● Description of the task
Copy, from the data below, each line that has the word "cliff".

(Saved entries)
Content starts

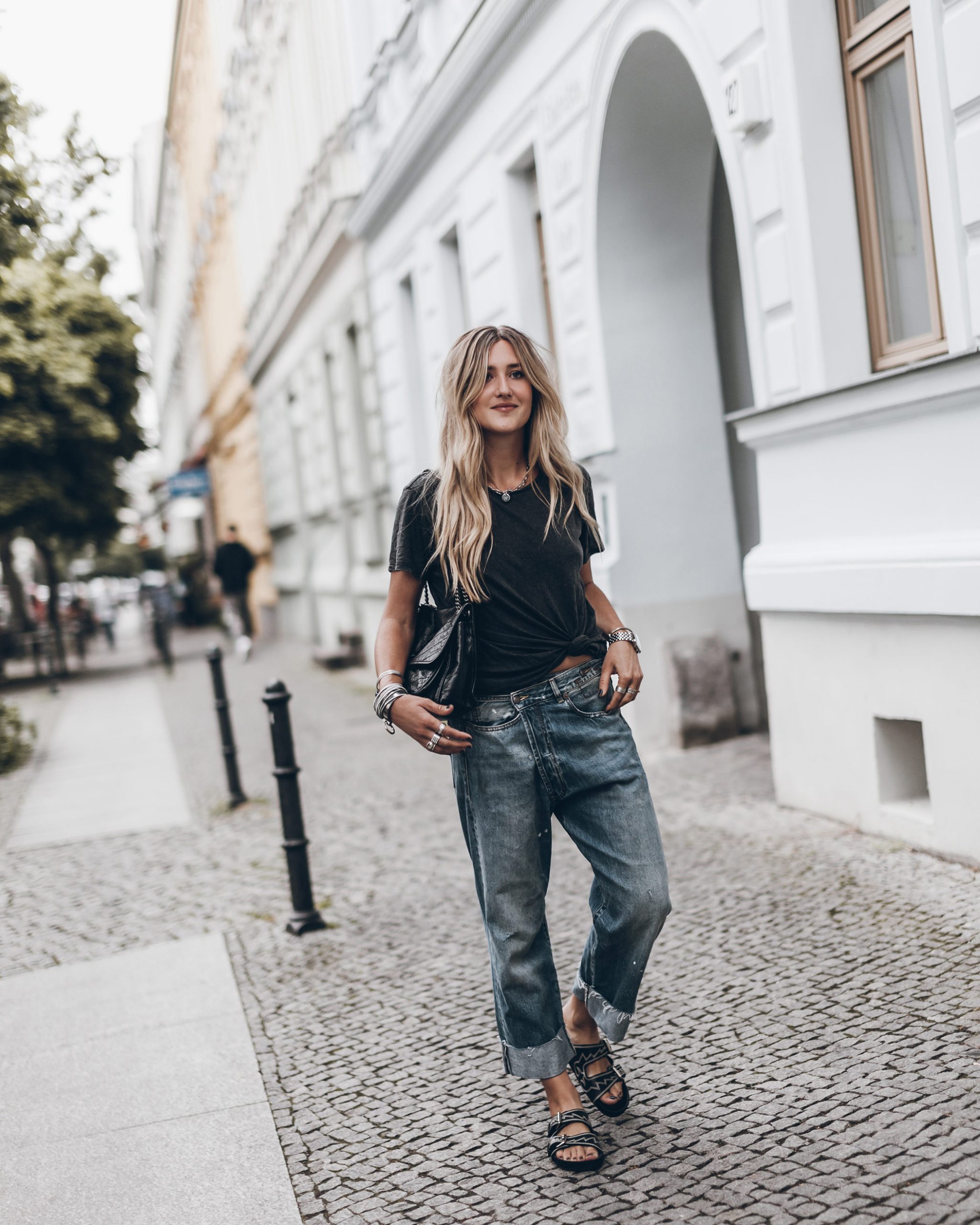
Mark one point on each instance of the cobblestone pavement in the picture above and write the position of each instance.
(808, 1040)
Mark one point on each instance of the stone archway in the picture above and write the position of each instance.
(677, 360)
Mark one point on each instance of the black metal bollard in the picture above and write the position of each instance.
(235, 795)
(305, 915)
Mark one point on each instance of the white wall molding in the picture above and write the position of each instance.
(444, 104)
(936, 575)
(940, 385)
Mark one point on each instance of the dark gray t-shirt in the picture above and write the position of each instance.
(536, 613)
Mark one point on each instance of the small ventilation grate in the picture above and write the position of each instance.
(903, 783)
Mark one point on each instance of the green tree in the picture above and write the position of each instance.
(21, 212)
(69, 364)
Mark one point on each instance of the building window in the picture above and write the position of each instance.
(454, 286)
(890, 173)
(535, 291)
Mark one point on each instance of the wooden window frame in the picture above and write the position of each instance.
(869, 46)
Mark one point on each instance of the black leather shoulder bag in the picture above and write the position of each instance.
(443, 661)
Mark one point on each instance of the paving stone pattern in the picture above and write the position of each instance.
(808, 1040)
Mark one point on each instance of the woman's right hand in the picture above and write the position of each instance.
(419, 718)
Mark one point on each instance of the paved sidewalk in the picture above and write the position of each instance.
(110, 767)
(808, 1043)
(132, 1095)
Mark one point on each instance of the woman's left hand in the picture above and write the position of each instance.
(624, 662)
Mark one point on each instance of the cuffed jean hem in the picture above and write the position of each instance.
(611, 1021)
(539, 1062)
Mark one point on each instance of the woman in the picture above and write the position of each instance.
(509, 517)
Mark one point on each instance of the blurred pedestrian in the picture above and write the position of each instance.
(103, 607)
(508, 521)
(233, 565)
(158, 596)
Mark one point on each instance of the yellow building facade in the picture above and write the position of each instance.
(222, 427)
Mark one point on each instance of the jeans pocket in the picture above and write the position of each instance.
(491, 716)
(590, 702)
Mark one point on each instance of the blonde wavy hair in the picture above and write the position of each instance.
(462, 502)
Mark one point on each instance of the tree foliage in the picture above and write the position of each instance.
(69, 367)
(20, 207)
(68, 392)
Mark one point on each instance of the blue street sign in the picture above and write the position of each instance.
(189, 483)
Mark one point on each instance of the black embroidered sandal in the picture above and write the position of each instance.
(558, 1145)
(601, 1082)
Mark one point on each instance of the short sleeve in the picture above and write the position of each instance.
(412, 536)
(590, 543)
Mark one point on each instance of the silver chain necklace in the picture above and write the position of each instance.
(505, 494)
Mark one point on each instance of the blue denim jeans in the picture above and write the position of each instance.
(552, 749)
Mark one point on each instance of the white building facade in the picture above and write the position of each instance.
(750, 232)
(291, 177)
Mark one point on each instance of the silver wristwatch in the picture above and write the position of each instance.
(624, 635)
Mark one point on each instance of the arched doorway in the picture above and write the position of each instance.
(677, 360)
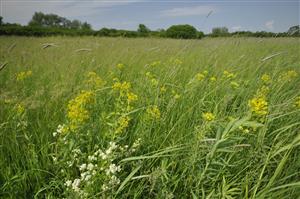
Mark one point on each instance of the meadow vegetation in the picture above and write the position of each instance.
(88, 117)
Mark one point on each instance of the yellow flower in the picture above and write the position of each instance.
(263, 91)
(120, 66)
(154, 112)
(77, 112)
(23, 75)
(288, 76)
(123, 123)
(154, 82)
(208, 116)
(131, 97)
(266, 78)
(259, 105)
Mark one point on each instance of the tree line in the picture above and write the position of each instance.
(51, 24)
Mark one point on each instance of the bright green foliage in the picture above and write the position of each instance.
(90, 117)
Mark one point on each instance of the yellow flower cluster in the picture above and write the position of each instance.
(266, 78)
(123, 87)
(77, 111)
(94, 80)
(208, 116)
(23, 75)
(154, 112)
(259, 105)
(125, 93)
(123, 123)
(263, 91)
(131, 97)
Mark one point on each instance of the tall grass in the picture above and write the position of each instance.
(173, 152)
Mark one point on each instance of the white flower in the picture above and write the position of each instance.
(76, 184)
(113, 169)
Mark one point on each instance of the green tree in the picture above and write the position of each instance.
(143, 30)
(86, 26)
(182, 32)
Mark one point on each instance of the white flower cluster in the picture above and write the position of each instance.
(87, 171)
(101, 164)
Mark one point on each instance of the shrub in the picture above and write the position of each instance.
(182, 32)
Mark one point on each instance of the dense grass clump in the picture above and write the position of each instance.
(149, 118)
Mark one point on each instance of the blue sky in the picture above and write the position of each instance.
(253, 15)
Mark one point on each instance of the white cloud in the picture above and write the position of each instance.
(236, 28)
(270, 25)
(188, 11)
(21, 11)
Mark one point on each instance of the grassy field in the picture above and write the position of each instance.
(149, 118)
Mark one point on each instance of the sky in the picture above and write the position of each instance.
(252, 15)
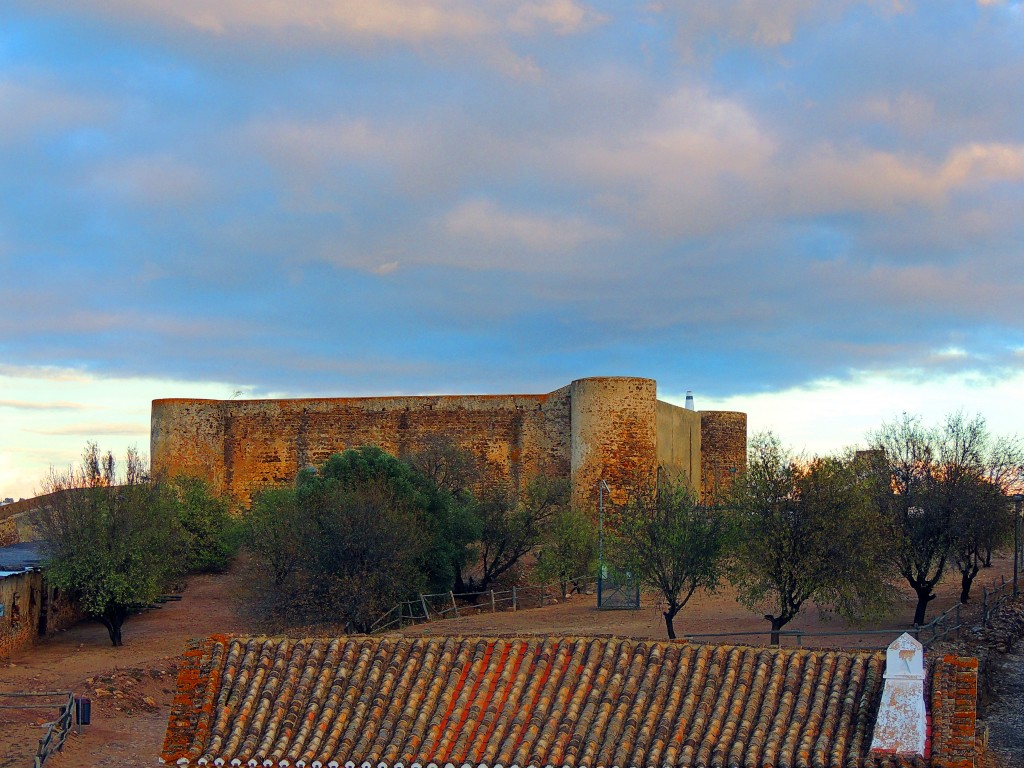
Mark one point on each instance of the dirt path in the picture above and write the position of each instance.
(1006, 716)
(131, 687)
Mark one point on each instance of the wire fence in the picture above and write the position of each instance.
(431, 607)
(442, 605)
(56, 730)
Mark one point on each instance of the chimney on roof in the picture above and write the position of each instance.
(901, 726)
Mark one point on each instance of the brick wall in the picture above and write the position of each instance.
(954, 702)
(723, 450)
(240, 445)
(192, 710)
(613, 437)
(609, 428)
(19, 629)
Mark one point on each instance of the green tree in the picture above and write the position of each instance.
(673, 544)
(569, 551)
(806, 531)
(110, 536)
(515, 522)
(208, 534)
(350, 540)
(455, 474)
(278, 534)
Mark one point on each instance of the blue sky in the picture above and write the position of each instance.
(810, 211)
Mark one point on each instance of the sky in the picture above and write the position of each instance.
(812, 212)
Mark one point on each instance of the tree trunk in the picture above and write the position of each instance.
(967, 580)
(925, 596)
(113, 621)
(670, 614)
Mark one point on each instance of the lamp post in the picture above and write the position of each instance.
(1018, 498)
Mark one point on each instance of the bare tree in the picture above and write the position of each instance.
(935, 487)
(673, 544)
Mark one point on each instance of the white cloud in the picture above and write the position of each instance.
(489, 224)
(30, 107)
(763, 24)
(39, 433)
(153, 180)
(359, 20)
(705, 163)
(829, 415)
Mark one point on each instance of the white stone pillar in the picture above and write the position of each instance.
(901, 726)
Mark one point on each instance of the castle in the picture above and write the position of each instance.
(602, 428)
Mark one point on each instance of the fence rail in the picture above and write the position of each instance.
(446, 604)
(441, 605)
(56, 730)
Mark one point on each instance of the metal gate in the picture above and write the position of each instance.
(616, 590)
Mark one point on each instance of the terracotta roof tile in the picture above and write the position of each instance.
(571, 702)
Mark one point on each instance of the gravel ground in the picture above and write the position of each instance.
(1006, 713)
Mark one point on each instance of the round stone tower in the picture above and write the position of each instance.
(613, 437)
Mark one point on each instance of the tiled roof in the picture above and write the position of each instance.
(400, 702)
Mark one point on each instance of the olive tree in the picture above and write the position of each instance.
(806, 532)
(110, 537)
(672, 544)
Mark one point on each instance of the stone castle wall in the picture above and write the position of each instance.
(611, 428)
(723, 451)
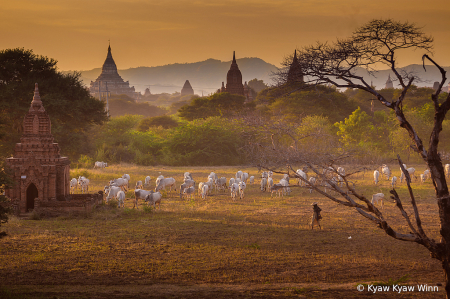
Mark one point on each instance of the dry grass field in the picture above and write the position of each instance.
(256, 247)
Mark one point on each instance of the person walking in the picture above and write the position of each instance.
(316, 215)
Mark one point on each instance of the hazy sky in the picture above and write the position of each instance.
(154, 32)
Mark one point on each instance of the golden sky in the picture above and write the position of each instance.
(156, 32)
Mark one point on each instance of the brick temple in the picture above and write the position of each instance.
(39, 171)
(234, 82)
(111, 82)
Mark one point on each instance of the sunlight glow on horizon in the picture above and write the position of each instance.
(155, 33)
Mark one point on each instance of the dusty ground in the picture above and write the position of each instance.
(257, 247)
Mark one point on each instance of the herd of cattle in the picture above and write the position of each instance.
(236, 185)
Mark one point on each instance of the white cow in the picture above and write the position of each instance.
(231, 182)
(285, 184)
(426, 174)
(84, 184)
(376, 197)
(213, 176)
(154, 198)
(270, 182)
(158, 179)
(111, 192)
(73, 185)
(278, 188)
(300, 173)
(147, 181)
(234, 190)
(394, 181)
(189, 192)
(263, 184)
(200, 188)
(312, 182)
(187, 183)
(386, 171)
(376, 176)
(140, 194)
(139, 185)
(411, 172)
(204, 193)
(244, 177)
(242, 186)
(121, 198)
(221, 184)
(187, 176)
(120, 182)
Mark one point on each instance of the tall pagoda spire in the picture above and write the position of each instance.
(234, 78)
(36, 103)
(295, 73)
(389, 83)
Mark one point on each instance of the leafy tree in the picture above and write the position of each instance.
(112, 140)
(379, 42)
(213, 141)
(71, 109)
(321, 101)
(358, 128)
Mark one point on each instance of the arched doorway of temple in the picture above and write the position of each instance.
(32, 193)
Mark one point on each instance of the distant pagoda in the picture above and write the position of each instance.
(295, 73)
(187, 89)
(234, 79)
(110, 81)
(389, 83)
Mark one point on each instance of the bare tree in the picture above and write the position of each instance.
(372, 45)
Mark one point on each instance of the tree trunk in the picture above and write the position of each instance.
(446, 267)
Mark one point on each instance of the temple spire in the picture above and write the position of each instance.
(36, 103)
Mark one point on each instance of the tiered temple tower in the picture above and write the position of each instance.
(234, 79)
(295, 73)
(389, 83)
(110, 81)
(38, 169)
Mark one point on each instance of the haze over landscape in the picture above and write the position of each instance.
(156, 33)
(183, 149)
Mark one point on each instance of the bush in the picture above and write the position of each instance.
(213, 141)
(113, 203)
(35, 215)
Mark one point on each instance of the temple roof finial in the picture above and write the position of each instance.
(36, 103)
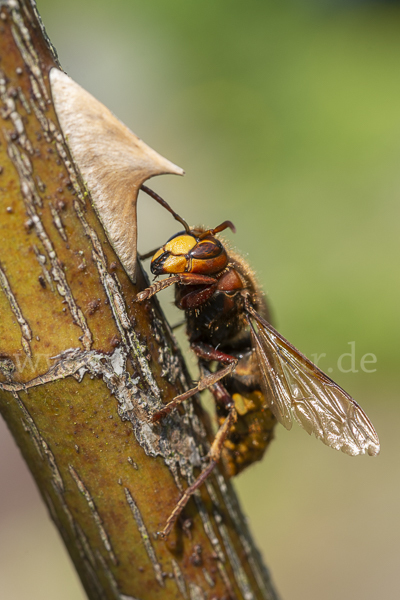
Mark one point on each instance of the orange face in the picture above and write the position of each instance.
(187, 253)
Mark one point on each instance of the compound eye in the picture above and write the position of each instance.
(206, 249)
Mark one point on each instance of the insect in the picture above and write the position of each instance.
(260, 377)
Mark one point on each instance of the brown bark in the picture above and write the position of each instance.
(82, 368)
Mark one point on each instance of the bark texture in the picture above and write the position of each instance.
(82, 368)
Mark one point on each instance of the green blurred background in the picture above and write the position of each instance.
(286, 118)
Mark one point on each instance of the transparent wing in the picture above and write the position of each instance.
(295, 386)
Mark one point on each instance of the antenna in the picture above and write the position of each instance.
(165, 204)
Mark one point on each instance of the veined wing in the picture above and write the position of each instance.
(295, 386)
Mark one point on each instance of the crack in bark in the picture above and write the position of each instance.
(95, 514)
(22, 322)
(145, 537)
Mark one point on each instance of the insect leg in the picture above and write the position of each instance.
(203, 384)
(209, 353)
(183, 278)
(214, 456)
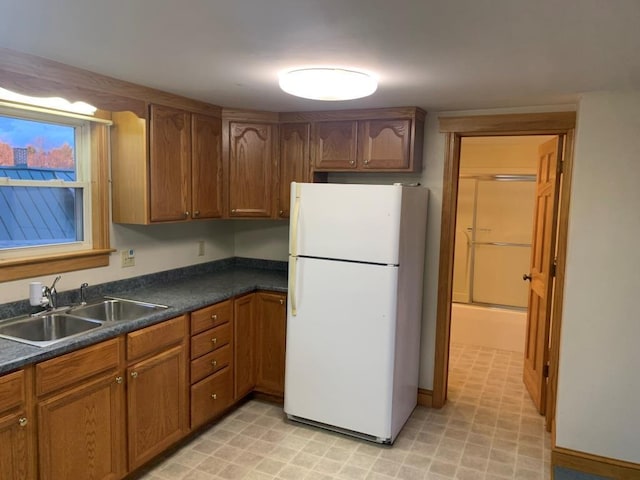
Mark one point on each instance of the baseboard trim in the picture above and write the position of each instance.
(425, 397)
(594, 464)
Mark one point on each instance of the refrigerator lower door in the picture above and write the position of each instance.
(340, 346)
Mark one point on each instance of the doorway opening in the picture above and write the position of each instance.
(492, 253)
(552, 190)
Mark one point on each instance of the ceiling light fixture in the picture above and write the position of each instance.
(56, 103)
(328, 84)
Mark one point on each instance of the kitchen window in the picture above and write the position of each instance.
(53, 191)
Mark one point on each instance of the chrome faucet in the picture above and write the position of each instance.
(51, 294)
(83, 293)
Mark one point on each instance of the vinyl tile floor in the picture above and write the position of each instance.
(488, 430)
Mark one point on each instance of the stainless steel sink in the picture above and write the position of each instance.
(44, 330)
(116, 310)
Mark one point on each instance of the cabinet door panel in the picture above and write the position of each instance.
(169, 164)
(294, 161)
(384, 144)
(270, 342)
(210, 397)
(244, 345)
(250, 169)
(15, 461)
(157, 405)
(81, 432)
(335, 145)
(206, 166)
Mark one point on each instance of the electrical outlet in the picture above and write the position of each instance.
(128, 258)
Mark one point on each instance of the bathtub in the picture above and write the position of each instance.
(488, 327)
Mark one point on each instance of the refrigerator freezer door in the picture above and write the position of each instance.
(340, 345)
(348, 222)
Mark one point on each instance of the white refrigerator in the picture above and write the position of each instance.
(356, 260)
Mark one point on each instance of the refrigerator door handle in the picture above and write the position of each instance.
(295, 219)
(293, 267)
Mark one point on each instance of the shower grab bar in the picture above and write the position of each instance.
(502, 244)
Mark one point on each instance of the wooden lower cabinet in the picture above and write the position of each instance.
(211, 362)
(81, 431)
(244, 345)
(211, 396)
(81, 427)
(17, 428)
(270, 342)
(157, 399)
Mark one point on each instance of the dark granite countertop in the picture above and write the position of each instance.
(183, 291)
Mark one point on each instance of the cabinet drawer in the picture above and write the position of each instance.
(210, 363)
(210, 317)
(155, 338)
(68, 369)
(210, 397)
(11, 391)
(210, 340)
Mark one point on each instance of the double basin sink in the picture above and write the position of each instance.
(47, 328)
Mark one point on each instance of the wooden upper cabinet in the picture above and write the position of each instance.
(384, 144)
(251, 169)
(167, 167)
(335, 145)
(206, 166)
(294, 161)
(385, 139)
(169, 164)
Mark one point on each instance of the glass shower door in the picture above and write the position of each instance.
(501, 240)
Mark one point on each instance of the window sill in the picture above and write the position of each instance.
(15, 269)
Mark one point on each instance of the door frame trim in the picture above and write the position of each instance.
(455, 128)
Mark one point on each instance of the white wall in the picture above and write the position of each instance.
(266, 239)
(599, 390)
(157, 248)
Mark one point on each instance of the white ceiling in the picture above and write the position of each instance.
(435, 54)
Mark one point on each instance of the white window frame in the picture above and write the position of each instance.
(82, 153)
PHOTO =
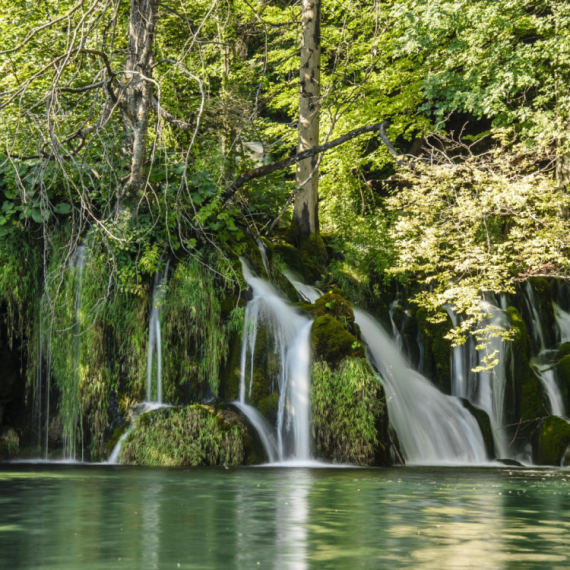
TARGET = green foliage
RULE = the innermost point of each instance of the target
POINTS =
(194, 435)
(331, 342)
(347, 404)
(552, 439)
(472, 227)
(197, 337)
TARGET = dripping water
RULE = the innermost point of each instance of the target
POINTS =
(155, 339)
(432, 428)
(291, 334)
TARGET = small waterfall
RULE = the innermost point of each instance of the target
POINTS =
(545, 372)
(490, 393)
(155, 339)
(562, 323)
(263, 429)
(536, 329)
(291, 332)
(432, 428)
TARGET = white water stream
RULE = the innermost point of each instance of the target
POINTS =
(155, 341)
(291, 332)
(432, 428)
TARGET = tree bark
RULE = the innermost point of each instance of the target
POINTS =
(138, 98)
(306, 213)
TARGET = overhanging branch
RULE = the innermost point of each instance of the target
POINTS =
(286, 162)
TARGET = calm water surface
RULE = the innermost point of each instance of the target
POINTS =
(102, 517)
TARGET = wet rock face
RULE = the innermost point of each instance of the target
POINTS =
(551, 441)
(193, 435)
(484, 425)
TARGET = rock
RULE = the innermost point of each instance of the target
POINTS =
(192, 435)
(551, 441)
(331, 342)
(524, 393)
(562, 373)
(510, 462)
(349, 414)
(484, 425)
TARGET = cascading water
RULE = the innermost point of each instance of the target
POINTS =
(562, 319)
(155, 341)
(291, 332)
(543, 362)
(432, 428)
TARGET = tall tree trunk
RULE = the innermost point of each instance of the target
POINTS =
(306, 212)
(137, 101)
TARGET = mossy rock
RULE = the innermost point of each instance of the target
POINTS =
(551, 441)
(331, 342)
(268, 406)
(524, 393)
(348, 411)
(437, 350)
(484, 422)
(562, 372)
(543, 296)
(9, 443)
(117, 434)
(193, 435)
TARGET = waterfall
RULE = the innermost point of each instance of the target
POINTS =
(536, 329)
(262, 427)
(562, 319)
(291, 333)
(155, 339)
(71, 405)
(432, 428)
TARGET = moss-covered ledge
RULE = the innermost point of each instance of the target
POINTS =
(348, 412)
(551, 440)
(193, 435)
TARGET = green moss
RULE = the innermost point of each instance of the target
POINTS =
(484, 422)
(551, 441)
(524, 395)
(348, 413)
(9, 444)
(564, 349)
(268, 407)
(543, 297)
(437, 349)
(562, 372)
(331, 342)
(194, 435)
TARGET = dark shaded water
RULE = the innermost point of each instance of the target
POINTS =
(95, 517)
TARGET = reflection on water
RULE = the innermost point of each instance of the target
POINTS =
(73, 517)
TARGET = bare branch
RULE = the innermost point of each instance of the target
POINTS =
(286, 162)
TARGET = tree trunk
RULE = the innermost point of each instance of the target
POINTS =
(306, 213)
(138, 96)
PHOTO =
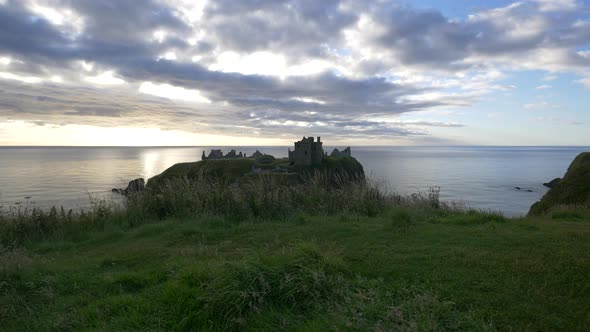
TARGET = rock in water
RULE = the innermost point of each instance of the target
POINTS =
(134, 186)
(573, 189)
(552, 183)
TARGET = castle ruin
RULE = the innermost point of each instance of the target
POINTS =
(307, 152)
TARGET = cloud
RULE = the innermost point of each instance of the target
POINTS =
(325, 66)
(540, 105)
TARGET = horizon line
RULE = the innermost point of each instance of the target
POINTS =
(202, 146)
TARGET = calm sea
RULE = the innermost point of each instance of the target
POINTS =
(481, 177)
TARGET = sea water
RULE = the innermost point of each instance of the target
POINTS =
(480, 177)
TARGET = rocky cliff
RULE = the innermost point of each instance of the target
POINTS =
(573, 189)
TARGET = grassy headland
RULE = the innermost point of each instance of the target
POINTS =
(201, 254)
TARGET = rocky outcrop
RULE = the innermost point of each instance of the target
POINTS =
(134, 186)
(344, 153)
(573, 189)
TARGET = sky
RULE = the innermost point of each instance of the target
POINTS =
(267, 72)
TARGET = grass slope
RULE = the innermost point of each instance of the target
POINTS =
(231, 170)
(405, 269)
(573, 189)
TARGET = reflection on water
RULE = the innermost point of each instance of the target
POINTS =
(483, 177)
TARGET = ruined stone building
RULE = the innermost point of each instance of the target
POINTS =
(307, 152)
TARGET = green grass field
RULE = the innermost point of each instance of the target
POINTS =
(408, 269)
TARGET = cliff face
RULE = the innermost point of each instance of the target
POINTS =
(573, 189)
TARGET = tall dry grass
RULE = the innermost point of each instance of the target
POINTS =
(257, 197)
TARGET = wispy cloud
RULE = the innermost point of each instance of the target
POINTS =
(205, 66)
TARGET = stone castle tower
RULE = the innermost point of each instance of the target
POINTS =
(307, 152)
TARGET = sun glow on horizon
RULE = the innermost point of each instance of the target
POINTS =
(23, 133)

Content ends

● Response
TARGET = rocky cliff
TARGET = cliff face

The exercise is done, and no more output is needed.